(Records contained in a dataset)
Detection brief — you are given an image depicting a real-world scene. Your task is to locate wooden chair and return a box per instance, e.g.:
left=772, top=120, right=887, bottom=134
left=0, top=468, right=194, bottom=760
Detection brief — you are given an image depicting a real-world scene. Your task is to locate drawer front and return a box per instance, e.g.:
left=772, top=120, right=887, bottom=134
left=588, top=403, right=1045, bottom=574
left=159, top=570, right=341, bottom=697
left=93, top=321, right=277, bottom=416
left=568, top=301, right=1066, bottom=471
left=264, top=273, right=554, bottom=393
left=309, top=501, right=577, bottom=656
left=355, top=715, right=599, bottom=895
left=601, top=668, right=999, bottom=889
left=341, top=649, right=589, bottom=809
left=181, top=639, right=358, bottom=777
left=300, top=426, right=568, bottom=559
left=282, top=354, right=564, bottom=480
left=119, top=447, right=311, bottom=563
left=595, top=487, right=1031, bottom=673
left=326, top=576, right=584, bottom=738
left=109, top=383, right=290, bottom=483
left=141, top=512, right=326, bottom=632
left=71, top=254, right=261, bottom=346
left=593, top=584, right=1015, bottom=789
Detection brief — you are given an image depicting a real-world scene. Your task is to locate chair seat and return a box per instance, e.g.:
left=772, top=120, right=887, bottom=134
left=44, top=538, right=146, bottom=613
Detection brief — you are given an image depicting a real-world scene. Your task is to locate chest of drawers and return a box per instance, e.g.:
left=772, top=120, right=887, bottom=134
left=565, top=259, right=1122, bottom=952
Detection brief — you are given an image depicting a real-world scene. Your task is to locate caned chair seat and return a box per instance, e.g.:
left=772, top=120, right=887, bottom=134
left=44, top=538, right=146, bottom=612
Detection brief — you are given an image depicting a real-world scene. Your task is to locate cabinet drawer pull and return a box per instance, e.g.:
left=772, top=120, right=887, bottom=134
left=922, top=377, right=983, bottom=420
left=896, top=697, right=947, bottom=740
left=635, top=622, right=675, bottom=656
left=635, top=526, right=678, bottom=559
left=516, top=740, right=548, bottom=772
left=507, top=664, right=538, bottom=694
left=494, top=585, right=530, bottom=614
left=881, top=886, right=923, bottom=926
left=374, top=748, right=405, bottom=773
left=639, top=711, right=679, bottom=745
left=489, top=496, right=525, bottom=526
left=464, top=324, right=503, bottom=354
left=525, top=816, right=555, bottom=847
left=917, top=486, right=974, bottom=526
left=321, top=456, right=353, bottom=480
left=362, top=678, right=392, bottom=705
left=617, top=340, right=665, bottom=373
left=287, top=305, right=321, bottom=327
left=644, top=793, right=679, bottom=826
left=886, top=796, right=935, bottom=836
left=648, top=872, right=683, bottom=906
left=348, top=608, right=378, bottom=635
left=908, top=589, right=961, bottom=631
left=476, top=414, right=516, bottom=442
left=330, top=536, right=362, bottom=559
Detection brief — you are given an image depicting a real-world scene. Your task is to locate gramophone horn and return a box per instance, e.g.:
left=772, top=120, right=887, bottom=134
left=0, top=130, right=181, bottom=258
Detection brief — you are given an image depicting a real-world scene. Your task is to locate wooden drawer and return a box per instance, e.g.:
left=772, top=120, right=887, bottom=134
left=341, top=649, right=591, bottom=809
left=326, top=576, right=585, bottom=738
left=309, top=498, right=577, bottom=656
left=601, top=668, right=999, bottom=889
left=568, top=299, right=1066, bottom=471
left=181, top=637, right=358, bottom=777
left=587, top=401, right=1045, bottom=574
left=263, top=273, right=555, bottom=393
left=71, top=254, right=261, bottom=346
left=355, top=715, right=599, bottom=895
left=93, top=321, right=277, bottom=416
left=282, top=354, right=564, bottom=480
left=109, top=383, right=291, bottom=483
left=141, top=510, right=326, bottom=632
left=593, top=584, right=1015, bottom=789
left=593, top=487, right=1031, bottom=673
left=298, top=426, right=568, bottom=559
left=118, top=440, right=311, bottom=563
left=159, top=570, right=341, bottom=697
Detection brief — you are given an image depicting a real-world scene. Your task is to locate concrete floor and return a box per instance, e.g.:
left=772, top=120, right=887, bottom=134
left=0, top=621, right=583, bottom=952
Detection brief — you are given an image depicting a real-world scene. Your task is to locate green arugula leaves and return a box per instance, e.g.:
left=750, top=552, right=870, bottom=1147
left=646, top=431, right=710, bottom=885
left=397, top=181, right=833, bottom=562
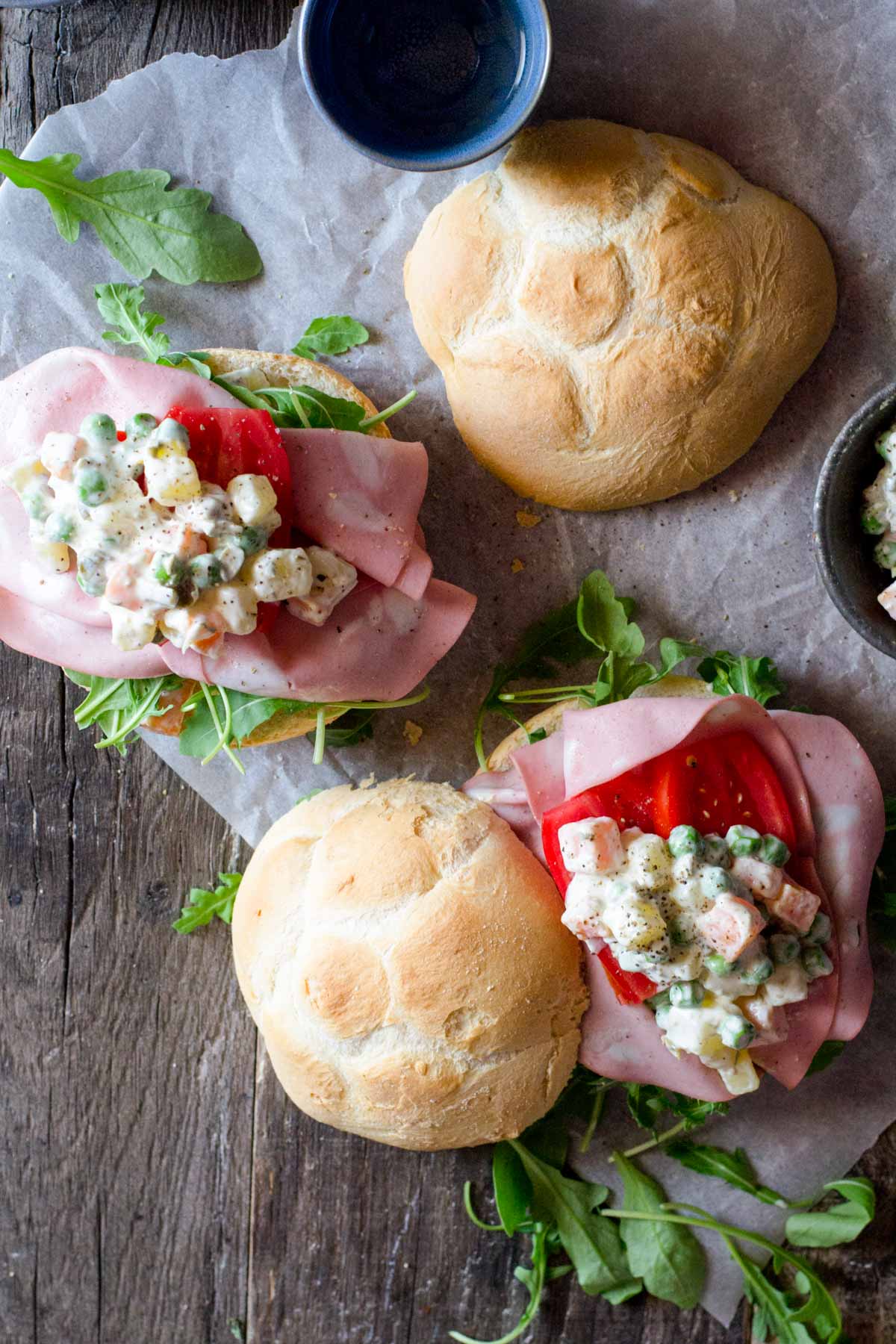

▶ _To be done_: Locate every line in the entries above that contains the word "wooden" and copy each one out; case counts.

▶ _The completed task_:
Detection brief — you are given an image depicting a real-world scene. Your task is to locate wooden chair and return a box per instance, e.g.:
Detection brief — you are given an image depicting a real-world scene. Your task is to locate wooden drawer and return a box per instance, e.g.:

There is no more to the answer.